CONSIGNES »
**a.** Indiquez si chacune des affirmations suivantes concorde avec l'extrait fourni, en répondant par oui ou par non et en citant les mots décisifs : (i) l'auteur a terminé sa partie avec 107 étoiles ; (ii) le système de combat se déroule en temps réel ; (iii) soudoyer l'ennemi est une option recommandée.
**b.** D'après l'extrait fourni, quel personnage le jeu charge-t-il à la fois de la gestion de l'équipe et de la pourvoyance des missions ?
**c.** Recopiez à l'identique, dans l'extrait fourni, le passage allant de « Ce système de » jusqu'à « risques et périls!). ».

EXTRAIT FOURNI »
Encore une fois, je ressors -un peu- déçu de l’expérience proposée par un jeu bénéficiant d’une certaine aura auprès de nombreux puristes. En effet, si les bonnes idées sont là, elles sont parfois mises en œuvre de façon bien maladroite, amenant leurs lots de frustrations et/ou d’énervements. À titre d’exemple, je n’avais que 107 étoiles à la fin de ma partie, parce que cet idiot de jeu a cru bon de confier à la même personne (Mathiu) la gestion de l’équipe ET la pourvoyance des missions… En résulta ainsi un duel maître-élève se terminant par une défaite écrasante, faute d’entraînement (ceux qui ont fait le jeu auront compris de quoi je parle)…


La gestion vraiment bancale de l’équipe est à mon sens LE truc loupé du jeu : car bien qu’on finisse par recruter à tours de bras, on nous imposera pendant les trois quarts du jeu 3, 4, voire tous les combattants sur les 6 devant composant la team ; pire, il arrivera à intervalle régulier qu’un nouveau compagnon vienne se joindre au groupe, nous obligeant alors à lui faire de la place, sans même connaître ses capacités… Résultat, le système de combat gérant les distances et beaucoup de persos n’étant vraiment à l’aise qu’au corps à corps, on se retrouve parfois à devoir en mettre un (voire deux) en retrait, qui deviennent ainsi de vrais boulets, car ne pouvant alors rien d’autre que de se défendre ou utiliser un objet…


Ce système de combat est très classique, puisqu’il s’agit de ce bon vieux tour par tour. Mais si, vous savez, le système "nul à chier car pas assez dynamique" ; c’est pas moi qui le dit, ce sont les RPGamers d’aujourd’hui. Quoi qu’il en soit, les possibilités se révèlent assez complètes : on peut déjà engager le combat, soudoyer l’ennemi (à déconseiller car très onéreux), le laisser s’enfuir ou fuir nous-même (commande bien évidemment impossible avec les combats importants), voire même laisser le CPU jouer à notre place (à nos risques et périls!).

DONNÉES FOURNIES »
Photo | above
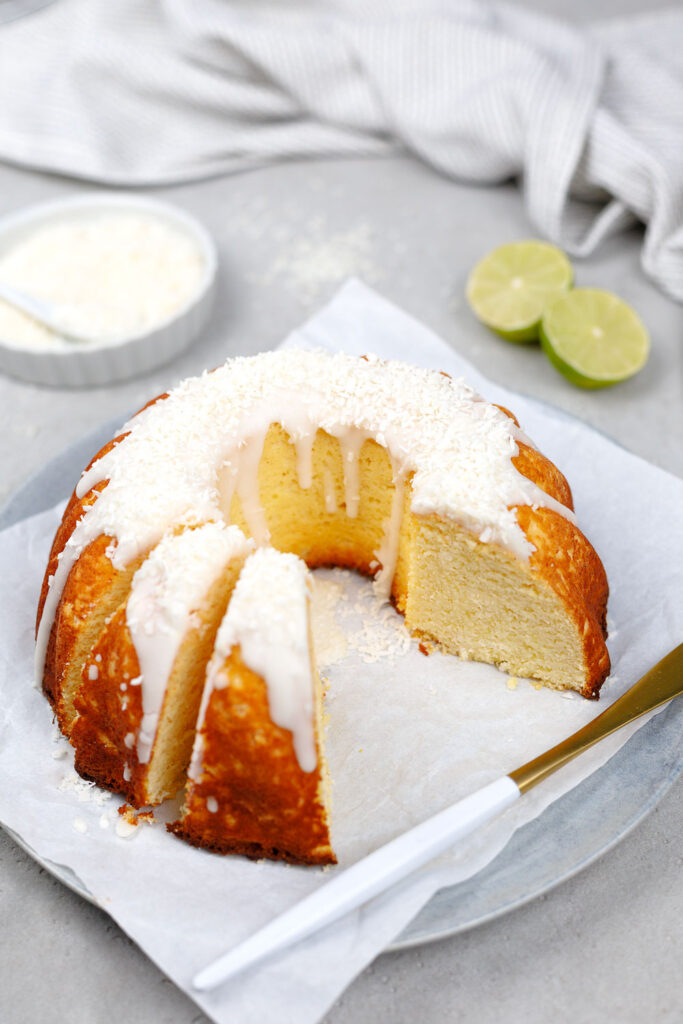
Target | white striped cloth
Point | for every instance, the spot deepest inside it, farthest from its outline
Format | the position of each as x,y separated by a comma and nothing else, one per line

RÉPONSES »
**a.**
(i) Oui : « je n’avais que 107 étoiles à la fin de ma partie ».
(ii) Non : « il s’agit de ce bon vieux tour par tour ».
(iii) Non : « soudoyer l’ennemi (à déconseiller car très onéreux) ».

**b.** Mathiu.

**c.**
Ce système de combat est très classique, puisqu’il s’agit de ce bon vieux tour par tour. Mais si, vous savez, le système "nul à chier car pas assez dynamique" ; c’est pas moi qui le dit, ce sont les RPGamers d’aujourd’hui. Quoi qu’il en soit, les possibilités se révèlent assez complètes : on peut déjà engager le combat, soudoyer l’ennemi (à déconseiller car très onéreux), le laisser s’enfuir ou fuir nous-même (commande bien évidemment impossible avec les combats importants), voire même laisser le CPU jouer à notre place (à nos risques et périls!).